Coordinate labeling data
%%
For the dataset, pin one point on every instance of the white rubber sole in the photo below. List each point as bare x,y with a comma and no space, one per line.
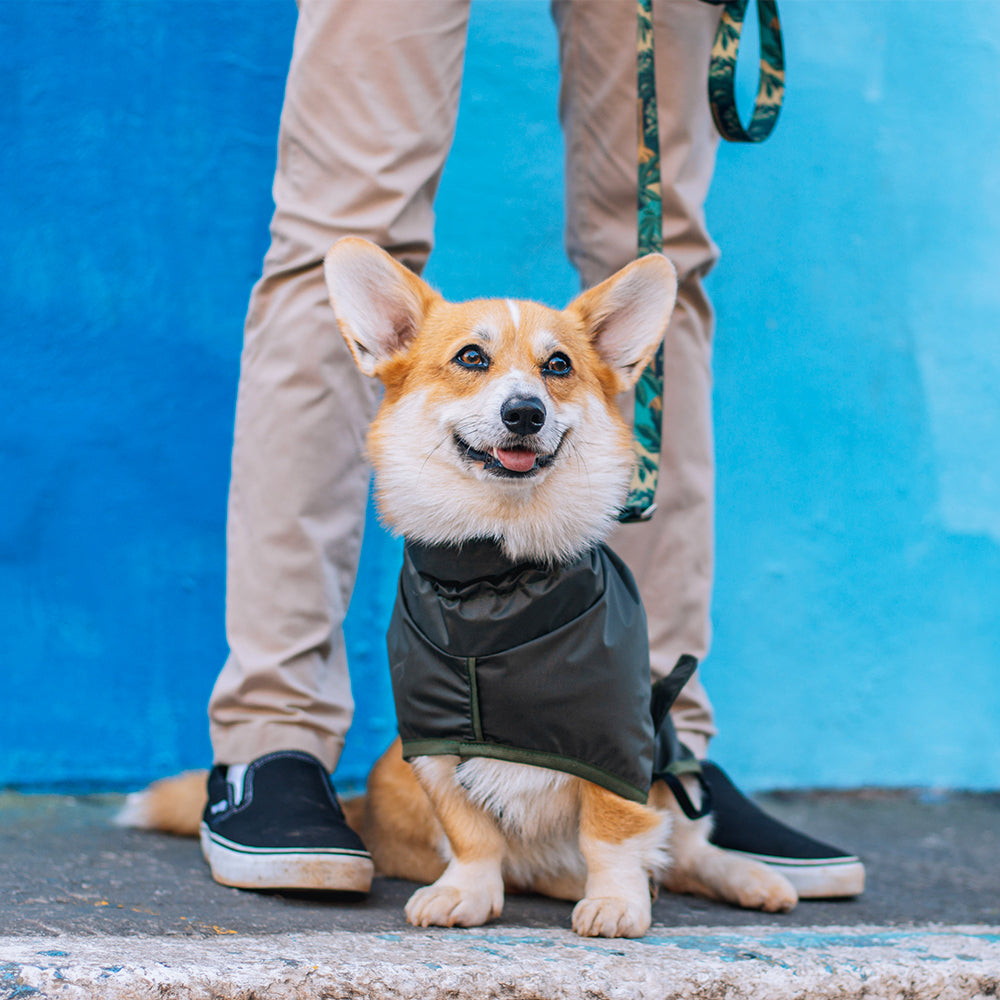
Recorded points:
817,879
323,869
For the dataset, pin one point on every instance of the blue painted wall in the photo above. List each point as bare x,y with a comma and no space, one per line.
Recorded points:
857,377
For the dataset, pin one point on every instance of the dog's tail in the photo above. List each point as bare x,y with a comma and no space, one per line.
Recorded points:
175,805
171,805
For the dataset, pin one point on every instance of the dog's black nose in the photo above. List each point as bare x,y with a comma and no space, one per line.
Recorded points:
523,414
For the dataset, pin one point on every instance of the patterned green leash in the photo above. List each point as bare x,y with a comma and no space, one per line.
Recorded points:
648,431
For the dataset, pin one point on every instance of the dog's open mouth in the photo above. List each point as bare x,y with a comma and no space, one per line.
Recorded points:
509,462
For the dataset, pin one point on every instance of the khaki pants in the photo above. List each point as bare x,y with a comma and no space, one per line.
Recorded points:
369,114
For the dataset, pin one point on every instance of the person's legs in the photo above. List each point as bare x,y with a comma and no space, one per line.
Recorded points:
368,118
672,555
369,114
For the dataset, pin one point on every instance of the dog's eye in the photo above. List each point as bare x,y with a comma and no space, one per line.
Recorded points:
558,364
472,357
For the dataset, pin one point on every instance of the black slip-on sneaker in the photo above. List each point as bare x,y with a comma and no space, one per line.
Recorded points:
276,824
815,869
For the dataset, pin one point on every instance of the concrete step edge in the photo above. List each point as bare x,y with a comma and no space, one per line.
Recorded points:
946,963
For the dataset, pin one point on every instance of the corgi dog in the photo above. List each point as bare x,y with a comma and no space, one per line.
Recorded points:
500,432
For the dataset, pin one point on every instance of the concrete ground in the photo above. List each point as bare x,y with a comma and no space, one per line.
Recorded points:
90,910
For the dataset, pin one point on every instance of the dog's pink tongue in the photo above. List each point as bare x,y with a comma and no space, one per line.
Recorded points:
517,460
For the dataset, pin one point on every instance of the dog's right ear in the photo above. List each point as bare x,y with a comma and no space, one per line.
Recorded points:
379,304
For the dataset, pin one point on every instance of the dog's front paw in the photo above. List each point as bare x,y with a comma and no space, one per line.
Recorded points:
757,887
611,916
449,906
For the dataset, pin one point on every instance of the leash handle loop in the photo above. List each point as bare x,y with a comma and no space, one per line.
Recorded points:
722,73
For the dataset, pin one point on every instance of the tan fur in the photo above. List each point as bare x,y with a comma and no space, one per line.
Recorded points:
475,828
172,805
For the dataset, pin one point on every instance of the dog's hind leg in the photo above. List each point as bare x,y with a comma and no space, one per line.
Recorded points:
470,891
702,869
622,844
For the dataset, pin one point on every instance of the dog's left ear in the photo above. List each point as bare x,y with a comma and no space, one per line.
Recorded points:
379,304
627,314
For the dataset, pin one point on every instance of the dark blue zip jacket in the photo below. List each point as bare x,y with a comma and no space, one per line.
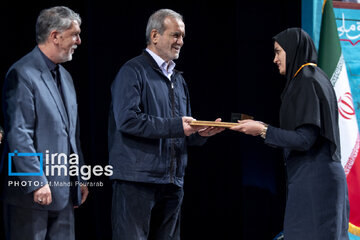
%%
## [Directions]
Copy all of the entries above word for word, leaving out the pictures.

## [Completed task]
For the dataset, pin one point on every instance of the white rubber sole in the photo below. List each point as bare x,y with a comma and no space, one per line.
Recorded points:
817,879
323,869
For the dataset, pin one point on every instance of the blue painted wall in the photo above. List each point as bare x,y with a comma and no space, one per line.
Recorded points:
857,377
For the dataset, pin one point on every instance of the dog's tail in the photo above. List each point as bare x,y with a comma and no space, one per line.
Recorded points:
175,805
171,805
For the dataset, pin one point on every instance of the dog's black nose in the photo above. List each point as bare x,y with a comma and no space, one per line.
Recorded points:
523,414
For the dataset, pin one point on every instance of the patterned green leash in the photo above. List each point as bare x,y with a comma and no space, one per line.
Recorded points:
648,431
For the dataset, pin one point on every instance of the dog's open mouth in the photo above. List each point as bare x,y with a comma and no space, one per line.
Recorded points:
509,462
For the dataset, pin one point on every instance of the khaki pants in the photo above. List each point as bare x,y with a comma and no space, one per line.
Recorded points:
369,114
For the dataset, pin one point on every instance of the person's legs in the photo above. List each point as bare x,y with a comma and no space, one per line.
Recorded points:
368,118
672,555
369,114
For the dataset, pin one point on every instance of the dog's eye in the photo above. List each point as bare x,y with a comma and no space, one per line.
Recorded points:
558,364
472,357
For the dataset, pin one point on every instance of the black slip-on sneaker in the photo above. List each point as bare x,y with a comma and no space, one per line.
Recorded points:
276,824
815,869
For the dataset, pin one point on every instance of the concrete step edge in the photo above. List each point as bare x,y with a comma and no space, one per line.
Recorded points:
946,963
For the dataset, pin one point on every instance of the corgi dog in the photo above. List each point as bare x,y with a comma and no space, one per line.
Recorded points:
500,432
For the dataset, pin one point on every instance of the concrete ground in the photo above. List each point as bare x,y with a comma and no space, one per line.
Recorded points:
90,910
For the dataset, pin one point on every instance of the dog's pink tongue in the photo above. List each point as bare x,y with a comma and no space, one per line.
Recorded points:
517,460
For the dataset, pin one point on every instance of the dog's right ear in the photo above. List each point as bare x,y with a comma and no space, one per line.
Recorded points:
379,304
For the dataset, pin one point on every instance of the dog's front paw in the photo above. List each point as bare x,y with a comma and no space, one per line.
Recorded points:
757,887
611,916
449,906
For the dataset, pin one point on every instance of the leash handle loop in the photo above. List each point as bare x,y with a comma and no space, one per line.
Recorded points:
722,73
For the dataset, pin one point on every instance of the tan fur in the photo above. List each point as bare x,y with a comma and no space, one per line.
Recorded points:
475,828
172,805
For the dataset, pin one point on every instance of the dog's hind leg in the photo above. List each point as bare x,y with a comma and no space, one per line.
Recorded points:
470,891
702,869
622,844
For the dataset, pin one point on every instance of the dog's left ear in the photo above. List each point as bare x,y with a comma and no space, one per line.
Recorded points:
379,304
627,314
For the dataset, pin one point on every instance of the dark blue zip jacket in the photo below. List each point as bare x,y with a comma and no space, one per line.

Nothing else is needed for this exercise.